▶ **Document**:
In oral evidence to the UK Parliament’s Work & Pensions Select Committee Inquiry into Defined Benefit pension schemes, Nick Coleman representing the BP Pensioner Group, criticised what he termed an:

“an unseemly grab for pension surpluses which reveals weaknesses and conflicts of interest in Pension Fund Trustee models and exposes the impotence of pensioner members in having a say in what happens to their pension and pension fund surplus in maturity.”

Coleman suggested a number of measures for the Committee to consider aimed at safeguarding the interests of the more than 9 million members of the UK’s Defined Benefit schemes including:

  1. Strengthening Trustee boards by the appointment of a majority of independent directors with pension expertise.
  2. Proper consultation and choices to be provided to pension fund members where Trustees develop proposals for the Buy-Out of funds by insurance companies.
  3. Proper consultation and dialogue with pension fund members for dealing with any fund surpluses remaining after members benefits have been secured in full.

Notes to Editors

  • The BP Pension Fund has c. 60,000 members of whom 16,000 are over the age of 80. The average annual pension paid is around £18,000 pa.

▶ **Given records**:
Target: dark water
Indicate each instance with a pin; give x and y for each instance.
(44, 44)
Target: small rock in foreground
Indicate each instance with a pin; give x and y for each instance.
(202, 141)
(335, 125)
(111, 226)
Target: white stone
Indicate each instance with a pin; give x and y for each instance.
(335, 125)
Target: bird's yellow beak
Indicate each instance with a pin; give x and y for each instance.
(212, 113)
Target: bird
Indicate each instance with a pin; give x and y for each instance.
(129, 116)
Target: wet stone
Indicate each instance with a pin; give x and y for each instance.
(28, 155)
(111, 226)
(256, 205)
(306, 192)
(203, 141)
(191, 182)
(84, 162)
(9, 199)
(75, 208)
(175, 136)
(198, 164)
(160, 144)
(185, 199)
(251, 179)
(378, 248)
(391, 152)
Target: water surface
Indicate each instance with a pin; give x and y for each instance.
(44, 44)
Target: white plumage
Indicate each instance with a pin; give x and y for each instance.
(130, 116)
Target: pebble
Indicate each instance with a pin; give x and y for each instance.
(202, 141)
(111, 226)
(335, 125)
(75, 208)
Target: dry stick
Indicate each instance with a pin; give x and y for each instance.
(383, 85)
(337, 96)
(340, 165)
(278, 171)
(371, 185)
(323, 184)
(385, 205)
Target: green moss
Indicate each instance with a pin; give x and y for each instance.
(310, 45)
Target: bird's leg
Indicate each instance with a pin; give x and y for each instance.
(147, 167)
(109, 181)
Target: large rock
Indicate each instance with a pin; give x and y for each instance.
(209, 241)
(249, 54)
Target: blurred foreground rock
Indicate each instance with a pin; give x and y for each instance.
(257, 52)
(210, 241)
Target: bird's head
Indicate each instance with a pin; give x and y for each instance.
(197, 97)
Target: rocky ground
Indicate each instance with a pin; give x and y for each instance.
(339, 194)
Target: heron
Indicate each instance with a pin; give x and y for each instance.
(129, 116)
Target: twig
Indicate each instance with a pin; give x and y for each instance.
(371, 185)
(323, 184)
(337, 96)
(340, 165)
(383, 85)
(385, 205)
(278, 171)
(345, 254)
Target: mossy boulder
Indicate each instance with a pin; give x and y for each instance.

▶ **Work instructions**:
**A)** Write out the stretch of the BP pensioner statement from "2. Proper consultation" through "secured in full.".
**B)** Answer these questions from the BP pensioner statement:
(i) Which group did Nick Coleman represent in his oral evidence?
(ii) Roughly how many members does the BP Pension Fund have?
(iii) According to the first proposed measure, what share of Trustee board appointments should be independent directors with pension expertise?

▶ **Answers for this exercise**:
**A)**
2. Proper consultation and choices to be provided to pension fund members where Trustees develop proposals for the Buy-Out of funds by insurance companies.
  3. Proper consultation and dialogue with pension fund members for dealing with any fund surpluses remaining after members benefits have been secured in full.

**B)**
(i) The BP Pensioner Group.
(ii) About 60,000.
(iii) A majority.